§ **Problem statement**
Render every line of the items below as a JSON array of strings, one string per line, skipping blank lines. Leave the pictures out.
-- start Provided records --
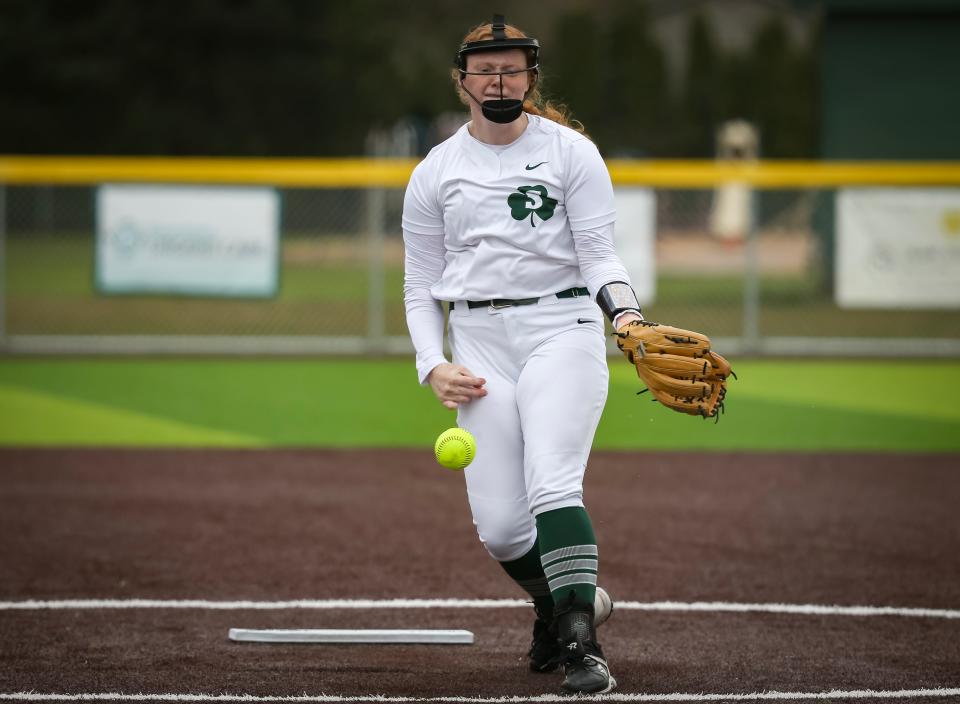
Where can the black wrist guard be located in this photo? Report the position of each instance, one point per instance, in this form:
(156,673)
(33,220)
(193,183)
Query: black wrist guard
(616,297)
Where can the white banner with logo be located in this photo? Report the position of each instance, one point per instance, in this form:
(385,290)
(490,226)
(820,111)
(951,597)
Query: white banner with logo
(898,248)
(634,239)
(202,241)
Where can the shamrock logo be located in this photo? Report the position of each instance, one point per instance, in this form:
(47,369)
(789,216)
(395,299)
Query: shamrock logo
(531,200)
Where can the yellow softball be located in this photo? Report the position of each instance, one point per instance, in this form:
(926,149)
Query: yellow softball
(455,448)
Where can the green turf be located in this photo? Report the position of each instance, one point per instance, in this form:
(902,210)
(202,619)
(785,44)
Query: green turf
(775,405)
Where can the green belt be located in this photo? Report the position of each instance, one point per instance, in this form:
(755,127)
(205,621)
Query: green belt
(507,302)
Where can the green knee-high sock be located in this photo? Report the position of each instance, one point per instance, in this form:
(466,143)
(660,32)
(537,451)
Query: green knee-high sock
(568,550)
(527,571)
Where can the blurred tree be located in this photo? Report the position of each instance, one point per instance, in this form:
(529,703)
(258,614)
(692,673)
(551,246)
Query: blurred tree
(703,90)
(638,105)
(574,69)
(302,77)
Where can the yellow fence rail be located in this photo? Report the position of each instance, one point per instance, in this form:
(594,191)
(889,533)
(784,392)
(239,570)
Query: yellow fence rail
(394,173)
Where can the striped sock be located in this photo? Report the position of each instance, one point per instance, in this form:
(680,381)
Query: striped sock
(568,551)
(527,571)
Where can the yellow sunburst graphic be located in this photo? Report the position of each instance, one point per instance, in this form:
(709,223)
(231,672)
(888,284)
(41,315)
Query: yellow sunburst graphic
(951,223)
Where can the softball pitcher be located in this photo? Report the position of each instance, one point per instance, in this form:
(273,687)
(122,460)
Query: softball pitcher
(511,222)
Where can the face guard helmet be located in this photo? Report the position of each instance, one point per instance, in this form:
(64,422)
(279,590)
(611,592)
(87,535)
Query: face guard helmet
(504,110)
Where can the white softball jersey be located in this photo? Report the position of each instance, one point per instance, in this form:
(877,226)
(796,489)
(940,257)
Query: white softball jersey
(525,220)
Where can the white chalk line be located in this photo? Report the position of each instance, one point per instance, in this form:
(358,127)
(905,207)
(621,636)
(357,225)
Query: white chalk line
(675,606)
(866,694)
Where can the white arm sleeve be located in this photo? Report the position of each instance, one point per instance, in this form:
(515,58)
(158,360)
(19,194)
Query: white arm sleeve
(591,212)
(423,266)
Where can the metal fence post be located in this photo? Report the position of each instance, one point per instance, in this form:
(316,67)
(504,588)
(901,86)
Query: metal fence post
-- end Provided records --
§ **Worked answer**
[
  "Where can the black wrist guard be located in this photo? Report the position of each instance, one point per instance, in this form:",
  "(156,673)",
  "(33,220)",
  "(193,183)",
  "Query: black wrist guard",
  "(616,297)",
  "Where can the white banner with logo be located in this photo? Report the position of each instance, one point per instance, in this form:",
  "(385,290)",
  "(490,226)",
  "(820,111)",
  "(951,597)",
  "Query: white banner with logo",
  "(898,248)",
  "(634,239)",
  "(202,241)",
  "Where can the shamrock logo be located in this photo? Report the position of each instance, one point per instance, in this form:",
  "(47,369)",
  "(789,216)",
  "(395,299)",
  "Query: shamrock logo",
  "(531,200)",
  "Where can the yellow softball be located in this photo? Report the position of each instance, one point per instance, in this form:",
  "(926,149)",
  "Query: yellow softball",
  "(455,448)",
  "Where can the green turf be located in this photo? Report the position of each instance, one point per instance, in this form:",
  "(902,210)",
  "(202,619)",
  "(785,44)",
  "Query: green turf",
  "(775,405)",
  "Where can the green belt be located in this photo? Report the position of each instance, one point per instance, in this form:",
  "(755,127)",
  "(205,621)",
  "Query: green belt",
  "(507,302)",
  "Where can the green knee-high sock be located in this photo? Report the position of each instance, one point per instance, in this form:",
  "(466,143)",
  "(660,32)",
  "(537,451)",
  "Query: green knee-high sock",
  "(568,550)",
  "(527,571)",
  "Where can the blurred tree be located in this photo? Report the position of each instance, one point per instance, in this form:",
  "(529,703)",
  "(258,614)",
  "(692,673)",
  "(551,246)",
  "Query: blurred tree",
  "(703,90)",
  "(638,105)",
  "(574,69)",
  "(302,77)",
  "Where can the yellow fence rail be located in this photo? Report the position of each instance, one point per instance, in this form:",
  "(594,191)",
  "(889,533)",
  "(784,392)",
  "(239,570)",
  "Query: yellow fence rail",
  "(394,173)",
  "Where can the striped sock be located in this photo? Report the position of each instance, one point per instance, in this form:",
  "(680,381)",
  "Query: striped sock",
  "(568,551)",
  "(527,571)",
  "Where can the yellow sunburst graphic be located in this photo? Report the position of each instance, one point per instance, in this form:",
  "(709,223)",
  "(231,672)",
  "(888,284)",
  "(41,315)",
  "Query: yellow sunburst graphic",
  "(951,223)",
  "Where can the softball pitcher be located in this photo? Report the position of each instance, one point per instance, in this form:",
  "(273,687)",
  "(122,460)",
  "Query: softball pitcher",
  "(511,222)",
  "Where can the face guard helmet be located in this photo? Report the position of each instance, one point per instance, in this form:",
  "(64,422)",
  "(279,590)",
  "(611,592)",
  "(87,535)",
  "Query: face guard helmet",
  "(504,110)",
  "Where can the white softball jersey be located in this photo? Report the position of each instance, one point per instance, in this form:",
  "(877,226)",
  "(796,489)",
  "(940,257)",
  "Query: white softball jersey",
  "(525,220)",
  "Where can the white chalk line be located in this photo? Report the position of each instance, one point per instance, in this form:",
  "(358,127)",
  "(905,207)",
  "(621,636)",
  "(357,225)",
  "Query: white chalk line",
  "(675,606)",
  "(866,694)",
  "Where can the white arm sleeve be located in this photo? Report the position of each instance, one point per instance, in this form:",
  "(515,58)",
  "(158,360)",
  "(19,194)",
  "Query: white arm sleeve",
  "(591,212)",
  "(423,266)",
  "Where can the metal fence post be located in this photo? Report the position of each instance, one point per instance, in this form:",
  "(316,67)",
  "(504,588)",
  "(901,86)",
  "Query: metal fence post"
]